Para Luna, que con su luz vino al mundo el 18 de junio.
“El recuerdo es el único paraíso del cual no podemos ser expulsados.” Jean Paul.
Durante la influenza (o gripe) española que entre 1918 y 1920 mató a millones de personas en el mundo, mi abuelo materno, Jesús Torres Carcaño, perdió a su primera esposa, con la que había procreado cinco hijos y una hija. Viudo, en 1923 se casó con mi abuela materna, Tiburcia Saucedo Reyna, cuyo primer esposo, con el que procreó un hijo, también había sido víctima de la letal pandemia.
Mis abuelos paternos, Miguel García Meléndez y Rafaela Prado Hernández, que en 1918 tenían 18 y 15 años, afrontaron con mayor fortuna la epidemia y cuatro años más tarde, el 12 de julio de 1922, se unieron en matrimonio.
Ni Jesús, ni Tiburcia, ni Miguel, ni Rafaela, ni sus hijos murieron por la influenza española. Vivieron para contarla y dieron frutos.
100 años después, a la sombra de un árbol, casi al pie de la montaña, su nieto —uno de los ocho hijos de Dora y Rodolfo—, recuerda su historia desde la pequeña huerta de manzanos que con amoroso esfuerzo cultivaron y nos heredaron, en el pueblo de El Tunal, en la Sierra de Arteaga, Coahuila.
Probablemente Jesús, Tiburcia, Miguel y Rafaela fueron contagiados por el virus de la influenza española, pero supongo que su impulso vital permitió que su sistema inmunológico resistiera los embates. Lo creo porque ni pensar que en el área rural tuvieran antivirales, analgésicos o antibióticos farmacéuticos.
Esto confirma lo que dicen los médicos: la manera como afectan los virus a cada quien es diferente. Depende de la fortaleza que se tenga debido a hábitos alimenticios y a muy particulares condiciones genéticas. También obedece a la disposición mental y emocional que se muestre ante las adversidades.
Parece que esa disposición psicológica influye de manera decisiva en la hora crucial, cuando tenemos que optar por el camino de la vida o el de la muerte.

— Líneas de datos —

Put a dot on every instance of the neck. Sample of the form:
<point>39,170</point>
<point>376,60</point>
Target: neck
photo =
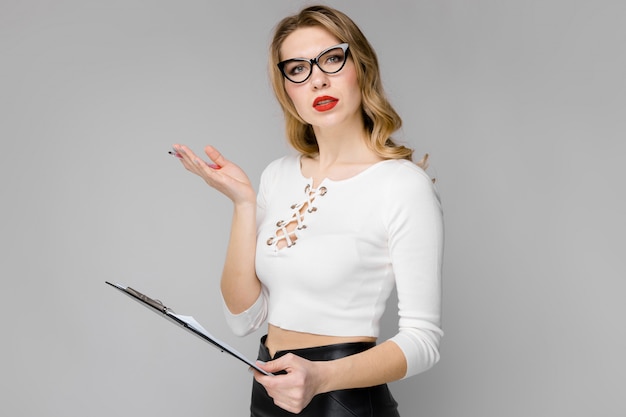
<point>345,144</point>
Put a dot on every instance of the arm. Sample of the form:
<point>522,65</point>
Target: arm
<point>239,283</point>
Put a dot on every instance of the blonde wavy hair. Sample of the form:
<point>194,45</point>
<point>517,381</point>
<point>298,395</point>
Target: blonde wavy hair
<point>380,119</point>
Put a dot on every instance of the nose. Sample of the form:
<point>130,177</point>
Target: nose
<point>319,79</point>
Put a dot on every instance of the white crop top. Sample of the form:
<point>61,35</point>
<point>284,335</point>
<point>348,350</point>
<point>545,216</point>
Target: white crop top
<point>353,241</point>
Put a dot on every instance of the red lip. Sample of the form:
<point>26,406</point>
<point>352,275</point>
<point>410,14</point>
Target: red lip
<point>324,103</point>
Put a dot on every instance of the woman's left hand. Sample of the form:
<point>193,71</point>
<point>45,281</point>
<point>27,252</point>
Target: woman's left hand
<point>295,390</point>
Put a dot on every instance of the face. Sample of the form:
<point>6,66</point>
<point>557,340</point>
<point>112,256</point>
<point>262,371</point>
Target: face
<point>323,100</point>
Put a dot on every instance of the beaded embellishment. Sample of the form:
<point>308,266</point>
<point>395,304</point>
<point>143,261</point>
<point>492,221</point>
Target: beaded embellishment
<point>287,231</point>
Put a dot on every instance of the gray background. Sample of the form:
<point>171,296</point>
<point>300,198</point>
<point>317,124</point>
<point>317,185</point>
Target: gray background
<point>520,103</point>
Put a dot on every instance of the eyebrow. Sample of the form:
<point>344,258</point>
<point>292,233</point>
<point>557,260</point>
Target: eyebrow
<point>303,57</point>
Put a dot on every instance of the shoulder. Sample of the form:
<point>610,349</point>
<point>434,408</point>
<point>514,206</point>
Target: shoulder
<point>403,182</point>
<point>399,173</point>
<point>283,165</point>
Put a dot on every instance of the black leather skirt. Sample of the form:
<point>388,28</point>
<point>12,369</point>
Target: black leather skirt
<point>359,402</point>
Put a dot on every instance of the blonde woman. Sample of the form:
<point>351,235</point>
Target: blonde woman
<point>317,252</point>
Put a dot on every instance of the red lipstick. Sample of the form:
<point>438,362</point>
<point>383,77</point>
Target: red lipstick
<point>324,103</point>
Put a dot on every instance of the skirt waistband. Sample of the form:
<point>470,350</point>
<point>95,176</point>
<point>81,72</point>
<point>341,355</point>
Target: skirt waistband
<point>318,353</point>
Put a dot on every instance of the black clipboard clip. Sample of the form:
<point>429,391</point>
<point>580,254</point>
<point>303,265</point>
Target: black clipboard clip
<point>186,322</point>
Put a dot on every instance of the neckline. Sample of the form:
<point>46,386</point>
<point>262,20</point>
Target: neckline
<point>327,180</point>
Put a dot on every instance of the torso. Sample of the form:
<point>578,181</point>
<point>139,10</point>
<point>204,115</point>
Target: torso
<point>280,339</point>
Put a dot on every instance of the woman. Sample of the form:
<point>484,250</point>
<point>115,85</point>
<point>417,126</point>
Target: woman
<point>317,252</point>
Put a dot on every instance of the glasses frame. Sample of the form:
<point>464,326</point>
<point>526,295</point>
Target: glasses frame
<point>315,61</point>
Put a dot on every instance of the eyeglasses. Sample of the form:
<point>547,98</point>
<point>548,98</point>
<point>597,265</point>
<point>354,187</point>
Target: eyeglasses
<point>330,61</point>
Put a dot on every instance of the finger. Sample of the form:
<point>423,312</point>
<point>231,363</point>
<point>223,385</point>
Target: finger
<point>215,156</point>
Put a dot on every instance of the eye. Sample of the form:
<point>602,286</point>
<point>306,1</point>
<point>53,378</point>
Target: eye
<point>296,69</point>
<point>335,59</point>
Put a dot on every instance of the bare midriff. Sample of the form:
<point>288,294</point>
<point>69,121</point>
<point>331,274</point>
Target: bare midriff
<point>280,339</point>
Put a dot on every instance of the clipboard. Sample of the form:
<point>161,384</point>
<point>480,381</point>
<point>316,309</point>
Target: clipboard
<point>186,322</point>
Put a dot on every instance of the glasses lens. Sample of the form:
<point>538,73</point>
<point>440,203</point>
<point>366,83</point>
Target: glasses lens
<point>296,71</point>
<point>332,61</point>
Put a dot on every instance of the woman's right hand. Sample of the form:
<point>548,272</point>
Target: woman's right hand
<point>222,174</point>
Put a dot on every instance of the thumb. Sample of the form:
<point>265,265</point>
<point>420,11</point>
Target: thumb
<point>215,156</point>
<point>274,366</point>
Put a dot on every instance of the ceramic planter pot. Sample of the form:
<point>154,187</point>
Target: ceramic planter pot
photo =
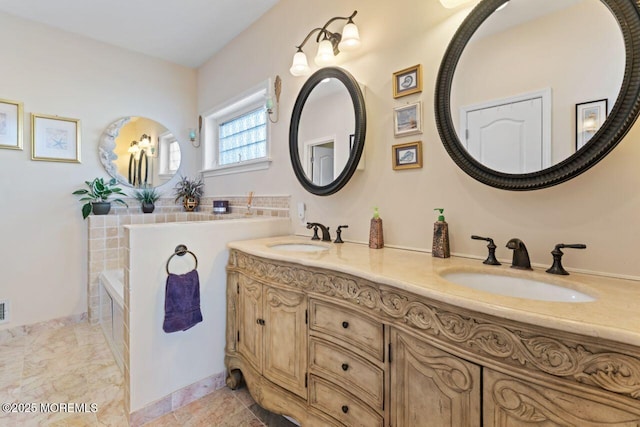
<point>101,208</point>
<point>148,207</point>
<point>190,203</point>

— Sobre el ejercicio —
Según el texto sobre la influenza española, ¿en qué año se casaron Jesús Torres Carcaño y Tiburcia Saucedo Reyna? Las líneas son un material aparte, sin relación con el texto.

— Tarea resuelta —
Se casaron en 1923.